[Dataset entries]
□ □ □ □

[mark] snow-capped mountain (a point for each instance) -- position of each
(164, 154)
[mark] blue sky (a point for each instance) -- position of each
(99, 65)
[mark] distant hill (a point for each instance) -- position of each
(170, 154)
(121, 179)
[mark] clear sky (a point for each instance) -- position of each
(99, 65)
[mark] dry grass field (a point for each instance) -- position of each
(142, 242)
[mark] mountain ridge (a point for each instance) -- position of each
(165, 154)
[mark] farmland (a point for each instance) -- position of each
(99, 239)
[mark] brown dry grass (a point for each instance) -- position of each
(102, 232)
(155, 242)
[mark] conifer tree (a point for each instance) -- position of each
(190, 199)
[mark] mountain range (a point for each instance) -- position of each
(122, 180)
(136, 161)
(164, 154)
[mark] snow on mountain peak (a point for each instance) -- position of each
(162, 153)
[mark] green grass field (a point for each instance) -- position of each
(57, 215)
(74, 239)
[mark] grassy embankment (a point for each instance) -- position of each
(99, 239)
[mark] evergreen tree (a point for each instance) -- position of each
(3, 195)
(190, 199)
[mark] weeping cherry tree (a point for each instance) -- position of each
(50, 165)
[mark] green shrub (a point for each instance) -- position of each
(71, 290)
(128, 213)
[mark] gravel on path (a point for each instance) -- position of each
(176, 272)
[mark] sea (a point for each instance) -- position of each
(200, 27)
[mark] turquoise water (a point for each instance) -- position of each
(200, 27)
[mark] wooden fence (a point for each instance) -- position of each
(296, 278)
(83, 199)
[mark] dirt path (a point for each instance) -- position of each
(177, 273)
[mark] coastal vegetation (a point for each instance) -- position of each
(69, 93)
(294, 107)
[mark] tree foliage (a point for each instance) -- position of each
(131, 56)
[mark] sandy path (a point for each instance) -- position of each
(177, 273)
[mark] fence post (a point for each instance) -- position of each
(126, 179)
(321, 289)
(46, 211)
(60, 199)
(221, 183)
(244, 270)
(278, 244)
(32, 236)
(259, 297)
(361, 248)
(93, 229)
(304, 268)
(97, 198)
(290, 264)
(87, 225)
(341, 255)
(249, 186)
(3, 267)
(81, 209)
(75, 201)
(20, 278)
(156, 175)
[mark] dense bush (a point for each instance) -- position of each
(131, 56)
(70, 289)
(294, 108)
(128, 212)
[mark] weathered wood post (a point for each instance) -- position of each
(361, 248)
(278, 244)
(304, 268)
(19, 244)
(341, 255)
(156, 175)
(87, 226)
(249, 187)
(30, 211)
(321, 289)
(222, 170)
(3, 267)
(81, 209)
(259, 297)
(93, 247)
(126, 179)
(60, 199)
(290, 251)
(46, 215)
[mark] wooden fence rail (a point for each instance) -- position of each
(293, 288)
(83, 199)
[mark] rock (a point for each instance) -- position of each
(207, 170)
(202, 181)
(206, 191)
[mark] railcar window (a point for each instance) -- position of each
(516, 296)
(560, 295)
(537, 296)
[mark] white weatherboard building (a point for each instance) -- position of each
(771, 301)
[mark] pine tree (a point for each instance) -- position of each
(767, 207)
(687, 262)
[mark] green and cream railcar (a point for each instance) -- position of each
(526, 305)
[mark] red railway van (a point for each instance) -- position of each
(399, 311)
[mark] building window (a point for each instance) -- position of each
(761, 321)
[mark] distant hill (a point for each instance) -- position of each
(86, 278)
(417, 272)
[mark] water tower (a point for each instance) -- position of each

□ □ □ □

_Problem to solve_: An exact repeat of all the entries above is required.

_Written answer_:
[mark] snow-capped mountain (a point for each instance) -- position of each
(164, 154)
[mark] blue sky (a point for each instance) -- position of each
(99, 65)
[mark] distant hill (a point for each instance) -- position of each
(170, 154)
(121, 179)
[mark] clear sky (a point for each instance) -- position of each
(99, 65)
[mark] dry grass field (a point for each instance) -- position of each
(142, 242)
[mark] mountain ridge (a point for each instance) -- position of each
(165, 154)
[mark] farmland (a point for each instance) -- position of each
(99, 239)
[mark] brown dry grass (a point for each instance) -- position of each
(102, 232)
(155, 242)
[mark] conifer tree (a point for each instance) -- position of each
(190, 199)
[mark] mountain range (a point for each instance) -- position of each
(122, 180)
(136, 161)
(164, 154)
[mark] snow on mountain peak (a point for each instance) -- position of each
(162, 153)
[mark] green grass field (a point for each instance) -- position of each
(57, 215)
(74, 239)
[mark] grassy embankment (a point for each instance) -- position of each
(99, 239)
[mark] evergreen tree (a point for each instance) -- position of each
(3, 195)
(190, 199)
[mark] weeping cherry tree (a point for each instance) -- position of each
(50, 165)
[mark] green shrub (a point for each instance) -- position of each
(71, 290)
(128, 213)
[mark] gravel on path (a point for each instance) -- position of each
(176, 272)
[mark] sea (a point for each instance) -- position of each
(200, 27)
[mark] turquoise water (a point for each instance) -- position of each
(200, 27)
[mark] wooden fence (a point for each instance) -- position of each
(296, 278)
(83, 199)
[mark] dirt path (a point for each instance) -- position of each
(177, 273)
[mark] coastal vegetation (a point for each instance) -- position of each
(69, 93)
(294, 107)
[mark] tree foliage (a point for each instance) -- position of each
(131, 56)
[mark] sandy path (a point for each instance) -- position of each
(177, 273)
[mark] fence post (a point for each instance) -- position of each
(126, 179)
(321, 289)
(46, 211)
(60, 199)
(221, 183)
(244, 270)
(278, 244)
(32, 236)
(259, 297)
(361, 248)
(93, 229)
(304, 268)
(97, 198)
(290, 264)
(87, 225)
(341, 255)
(249, 186)
(3, 267)
(81, 209)
(75, 201)
(20, 278)
(156, 175)
[mark] dense bush (a point for each instance) -- position of each
(131, 56)
(70, 289)
(294, 108)
(128, 212)
[mark] weathered wood post (a point for each instance) -- position of each
(361, 248)
(278, 244)
(304, 268)
(19, 244)
(341, 255)
(156, 175)
(87, 226)
(249, 187)
(30, 211)
(321, 289)
(222, 170)
(3, 267)
(81, 209)
(259, 297)
(93, 247)
(126, 179)
(60, 199)
(290, 251)
(46, 215)
[mark] wooden fence rail (a point for each instance) -- position of each
(293, 288)
(83, 199)
[mark] rock (a point for each instance) -- position of each
(207, 170)
(202, 181)
(206, 191)
[mark] railcar window (a point for each instance) -- position of each
(516, 296)
(560, 295)
(537, 296)
[mark] white weatherboard building (a point for each instance) -- position of each
(771, 301)
[mark] pine tree (a point for each instance) -- position of each
(767, 207)
(687, 262)
[mark] green and cream railcar (a point for each instance) -- position of each
(526, 305)
[mark] red railway van (a point for each instance) -- position of each
(399, 311)
[mark] building window (a point for each instance) -- position of each
(761, 321)
[mark] distant hill (a point for each instance) -- position of each
(86, 278)
(417, 272)
[mark] water tower (a point for each instance) -- position of each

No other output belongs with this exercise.